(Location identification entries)
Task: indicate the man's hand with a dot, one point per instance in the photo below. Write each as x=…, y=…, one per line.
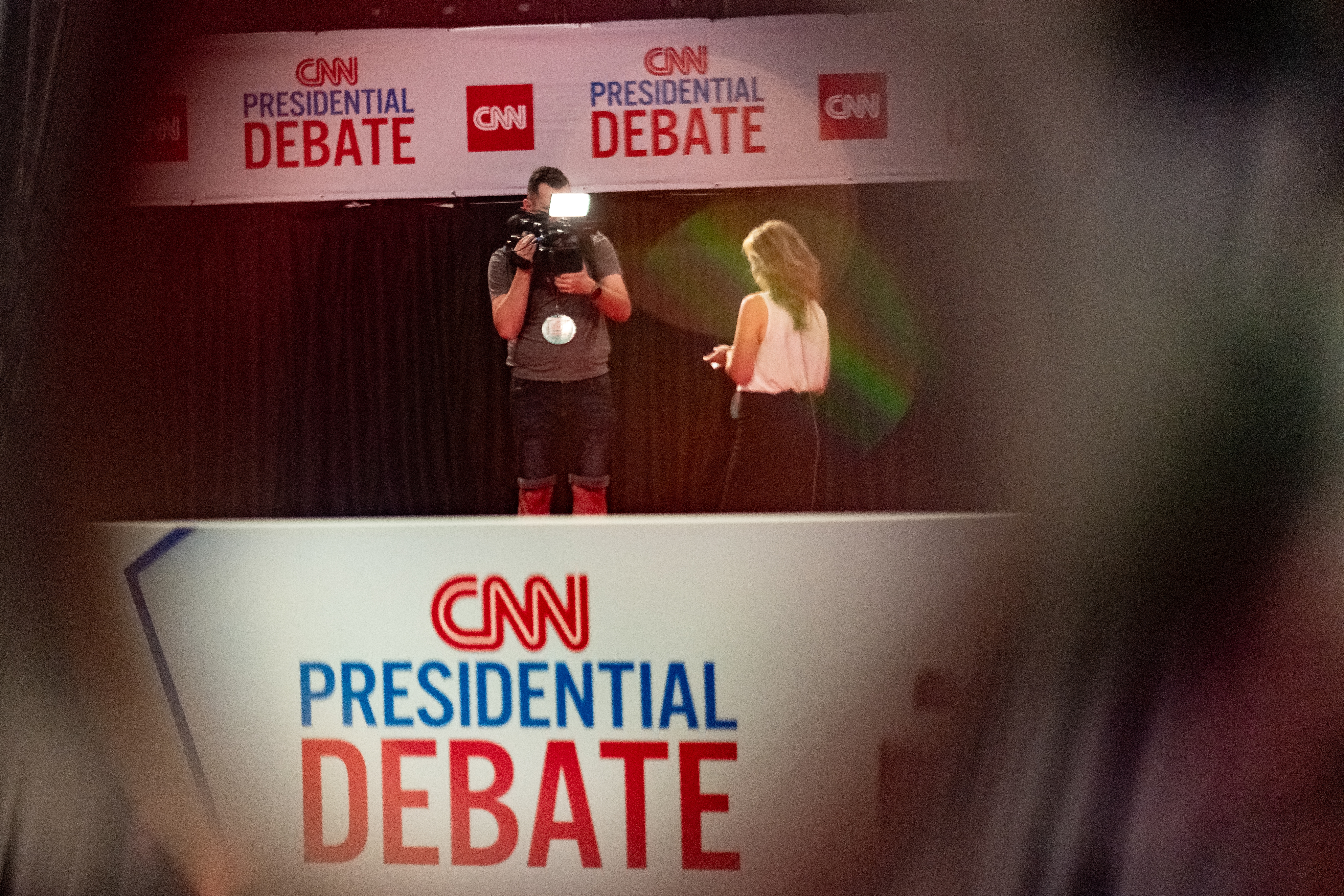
x=526, y=248
x=578, y=283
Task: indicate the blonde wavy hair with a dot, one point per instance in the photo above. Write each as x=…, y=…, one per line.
x=784, y=267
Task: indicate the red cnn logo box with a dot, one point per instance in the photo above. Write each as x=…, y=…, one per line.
x=499, y=117
x=854, y=107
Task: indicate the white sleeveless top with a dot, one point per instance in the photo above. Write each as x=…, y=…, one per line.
x=792, y=361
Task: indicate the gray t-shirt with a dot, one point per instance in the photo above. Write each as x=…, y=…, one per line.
x=585, y=355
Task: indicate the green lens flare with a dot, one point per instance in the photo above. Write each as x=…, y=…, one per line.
x=875, y=346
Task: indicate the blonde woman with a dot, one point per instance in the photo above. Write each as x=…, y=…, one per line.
x=780, y=359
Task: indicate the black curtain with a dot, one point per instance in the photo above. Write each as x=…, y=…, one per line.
x=339, y=361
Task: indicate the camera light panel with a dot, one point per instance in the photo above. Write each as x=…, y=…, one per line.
x=569, y=205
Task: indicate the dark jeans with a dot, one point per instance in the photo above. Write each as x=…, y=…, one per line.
x=775, y=455
x=548, y=414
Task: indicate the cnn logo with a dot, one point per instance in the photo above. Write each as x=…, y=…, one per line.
x=494, y=117
x=854, y=107
x=499, y=605
x=664, y=61
x=499, y=117
x=315, y=73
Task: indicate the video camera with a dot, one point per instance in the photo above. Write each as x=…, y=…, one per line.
x=561, y=246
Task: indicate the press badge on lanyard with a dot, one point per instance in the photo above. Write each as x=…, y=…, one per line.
x=558, y=330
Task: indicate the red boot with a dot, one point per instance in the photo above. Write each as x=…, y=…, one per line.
x=536, y=502
x=589, y=500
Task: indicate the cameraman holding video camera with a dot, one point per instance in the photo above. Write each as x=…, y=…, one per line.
x=552, y=292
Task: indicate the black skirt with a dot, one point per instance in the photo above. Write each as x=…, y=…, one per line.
x=776, y=455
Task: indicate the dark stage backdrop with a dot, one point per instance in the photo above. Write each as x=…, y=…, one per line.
x=327, y=361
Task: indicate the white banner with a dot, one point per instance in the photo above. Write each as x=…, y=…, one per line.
x=654, y=704
x=627, y=105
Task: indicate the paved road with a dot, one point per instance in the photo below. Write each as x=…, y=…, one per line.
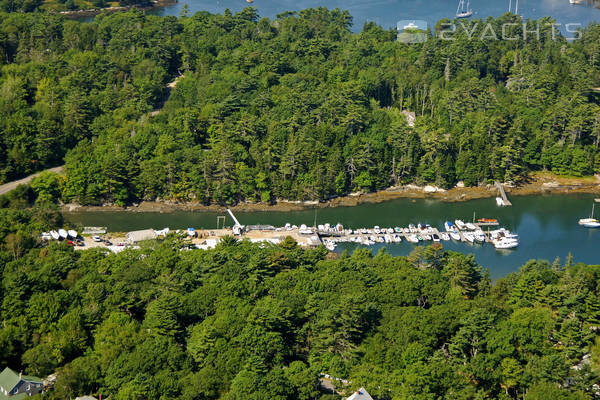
x=7, y=187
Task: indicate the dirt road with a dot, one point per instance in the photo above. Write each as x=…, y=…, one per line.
x=7, y=187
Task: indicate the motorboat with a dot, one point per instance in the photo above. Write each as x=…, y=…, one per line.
x=412, y=238
x=479, y=236
x=506, y=244
x=449, y=226
x=591, y=221
x=592, y=224
x=469, y=237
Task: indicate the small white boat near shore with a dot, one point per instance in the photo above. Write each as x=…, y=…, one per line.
x=506, y=243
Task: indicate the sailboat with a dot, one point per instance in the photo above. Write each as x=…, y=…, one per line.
x=590, y=222
x=462, y=11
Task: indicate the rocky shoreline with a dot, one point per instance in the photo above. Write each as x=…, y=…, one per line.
x=542, y=184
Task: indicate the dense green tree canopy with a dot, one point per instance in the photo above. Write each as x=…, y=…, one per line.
x=245, y=321
x=297, y=107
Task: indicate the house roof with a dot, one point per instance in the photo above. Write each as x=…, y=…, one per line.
x=138, y=236
x=9, y=379
x=19, y=396
x=360, y=394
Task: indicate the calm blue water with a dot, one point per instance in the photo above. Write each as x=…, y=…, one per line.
x=388, y=12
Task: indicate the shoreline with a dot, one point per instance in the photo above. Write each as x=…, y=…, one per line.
x=543, y=184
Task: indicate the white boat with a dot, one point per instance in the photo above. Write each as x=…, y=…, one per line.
x=462, y=11
x=479, y=236
x=595, y=224
x=589, y=221
x=469, y=237
x=506, y=244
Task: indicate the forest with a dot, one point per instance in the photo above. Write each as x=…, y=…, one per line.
x=252, y=322
x=298, y=107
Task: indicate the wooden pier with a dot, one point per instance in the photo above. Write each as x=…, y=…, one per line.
x=503, y=194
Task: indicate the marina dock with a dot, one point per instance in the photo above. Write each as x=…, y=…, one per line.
x=479, y=231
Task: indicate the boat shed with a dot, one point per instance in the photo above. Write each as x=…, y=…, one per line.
x=138, y=236
x=360, y=394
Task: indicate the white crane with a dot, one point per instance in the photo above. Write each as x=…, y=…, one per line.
x=237, y=227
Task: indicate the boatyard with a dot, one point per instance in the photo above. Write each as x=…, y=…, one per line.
x=477, y=232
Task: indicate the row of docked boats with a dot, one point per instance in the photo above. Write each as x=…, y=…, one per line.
x=457, y=231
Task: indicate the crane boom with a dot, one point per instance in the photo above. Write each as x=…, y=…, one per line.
x=237, y=223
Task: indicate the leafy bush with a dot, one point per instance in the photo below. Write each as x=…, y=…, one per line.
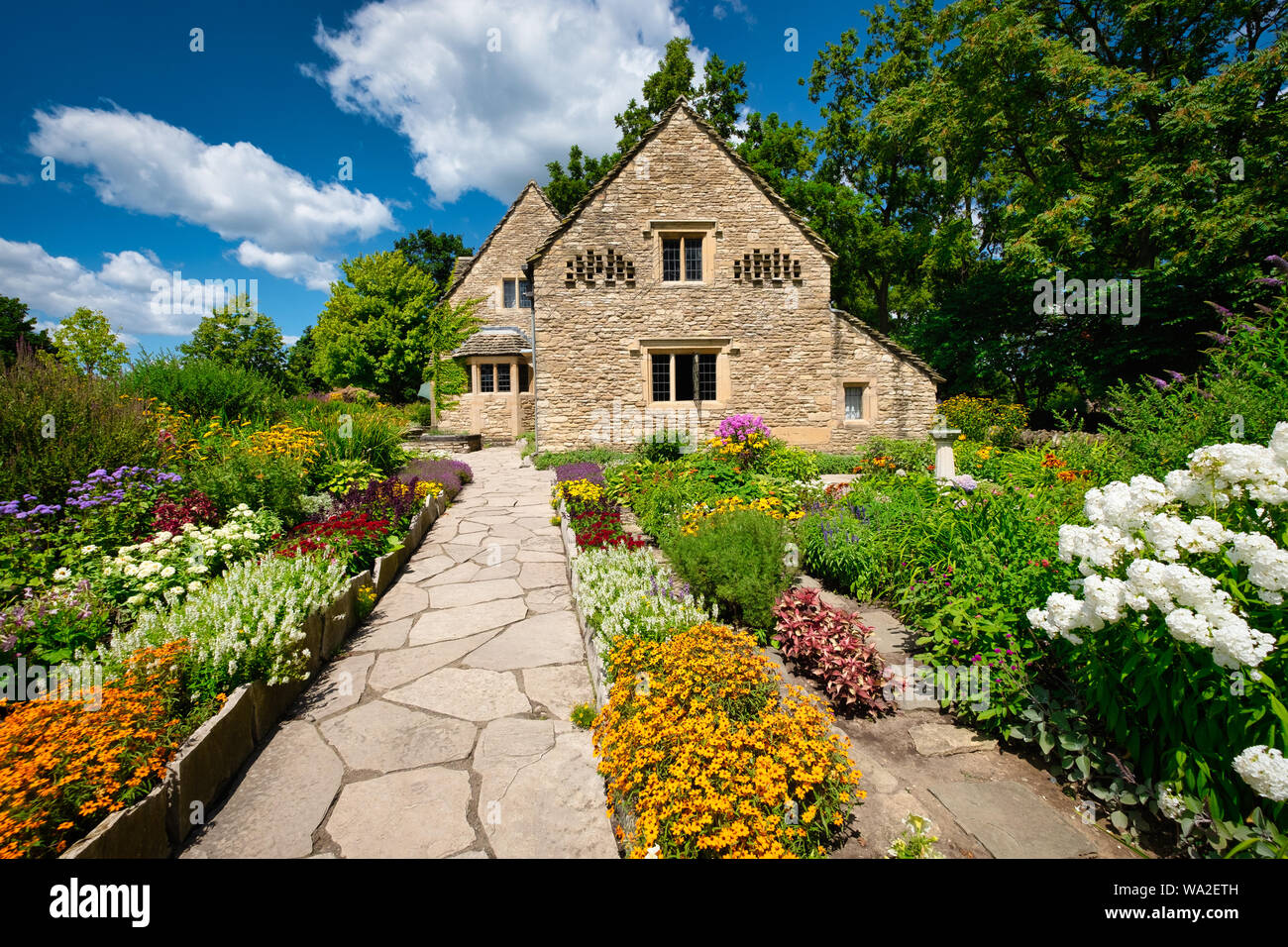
x=790, y=464
x=1196, y=562
x=831, y=646
x=738, y=561
x=206, y=388
x=55, y=423
x=342, y=475
x=1237, y=395
x=702, y=758
x=986, y=419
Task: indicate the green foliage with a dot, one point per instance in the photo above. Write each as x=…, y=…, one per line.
x=790, y=464
x=205, y=388
x=86, y=342
x=353, y=431
x=243, y=338
x=274, y=483
x=986, y=419
x=603, y=457
x=384, y=325
x=738, y=561
x=18, y=326
x=434, y=253
x=56, y=425
x=340, y=475
x=1239, y=395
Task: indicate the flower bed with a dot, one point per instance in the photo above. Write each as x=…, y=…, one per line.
x=703, y=758
x=831, y=646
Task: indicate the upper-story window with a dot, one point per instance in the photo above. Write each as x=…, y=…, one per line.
x=516, y=292
x=682, y=258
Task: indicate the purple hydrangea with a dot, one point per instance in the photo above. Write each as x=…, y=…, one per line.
x=738, y=427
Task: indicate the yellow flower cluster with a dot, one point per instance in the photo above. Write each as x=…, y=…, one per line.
x=423, y=488
x=769, y=505
x=704, y=757
x=284, y=440
x=579, y=493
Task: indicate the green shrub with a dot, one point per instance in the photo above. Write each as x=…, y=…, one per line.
x=910, y=455
x=206, y=388
x=56, y=425
x=273, y=483
x=353, y=431
x=986, y=419
x=789, y=463
x=737, y=560
x=1239, y=395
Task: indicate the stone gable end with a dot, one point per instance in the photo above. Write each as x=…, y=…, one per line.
x=503, y=257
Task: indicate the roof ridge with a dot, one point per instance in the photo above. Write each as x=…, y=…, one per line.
x=902, y=351
x=509, y=211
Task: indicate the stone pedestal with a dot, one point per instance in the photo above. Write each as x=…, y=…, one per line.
x=944, y=438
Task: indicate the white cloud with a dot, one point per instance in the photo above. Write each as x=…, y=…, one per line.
x=237, y=191
x=123, y=289
x=490, y=120
x=301, y=266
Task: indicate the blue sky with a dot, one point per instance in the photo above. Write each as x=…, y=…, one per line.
x=223, y=163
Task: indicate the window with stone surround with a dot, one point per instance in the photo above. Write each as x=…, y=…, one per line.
x=515, y=294
x=682, y=258
x=683, y=375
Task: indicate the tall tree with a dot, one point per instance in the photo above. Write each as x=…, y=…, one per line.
x=86, y=342
x=434, y=253
x=236, y=334
x=17, y=325
x=381, y=329
x=717, y=99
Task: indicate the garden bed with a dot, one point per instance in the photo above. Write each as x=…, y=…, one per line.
x=209, y=761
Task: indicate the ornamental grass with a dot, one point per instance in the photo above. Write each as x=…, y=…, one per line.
x=64, y=766
x=703, y=758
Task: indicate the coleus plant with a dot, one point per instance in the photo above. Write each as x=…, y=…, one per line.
x=831, y=646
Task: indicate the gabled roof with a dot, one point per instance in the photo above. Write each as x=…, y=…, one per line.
x=494, y=341
x=629, y=155
x=881, y=339
x=463, y=264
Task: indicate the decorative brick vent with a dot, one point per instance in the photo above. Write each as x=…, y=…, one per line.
x=606, y=269
x=773, y=265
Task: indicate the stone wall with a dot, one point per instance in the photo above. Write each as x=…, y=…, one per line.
x=599, y=316
x=503, y=256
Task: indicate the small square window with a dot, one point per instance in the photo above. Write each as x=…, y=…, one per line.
x=671, y=260
x=661, y=377
x=854, y=402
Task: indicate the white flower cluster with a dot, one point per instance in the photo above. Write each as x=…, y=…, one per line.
x=245, y=625
x=178, y=564
x=1265, y=770
x=622, y=591
x=1137, y=523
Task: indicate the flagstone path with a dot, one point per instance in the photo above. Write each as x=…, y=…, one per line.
x=442, y=728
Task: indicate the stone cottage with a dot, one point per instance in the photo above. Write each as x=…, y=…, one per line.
x=682, y=289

== Problem to work on ==
Put the records from the line with "Task: indicate the dirt" to the line with "x=506, y=243" into a two-column CSV with the columns instruction and coordinates, one row per record. Place each record's text and its answer in a single quoted field, replacing any line breaks with spaces.

== Full response ==
instruction,coordinates
"Task: indicate the dirt road with a dot, one point per instance in the photo above. Write each as x=…, y=…, one per line.","x=7, y=187"
"Task: indicate the motorboat with a dot, one point per instance in the photo above. Write each as x=…, y=…, one per line.","x=412, y=238 x=479, y=236 x=506, y=244 x=449, y=226 x=591, y=221 x=592, y=224 x=469, y=237"
"Task: indicate the small white boat near shore with a dot, one point per instance in the photo above. Write each as x=…, y=…, one per line.","x=506, y=243"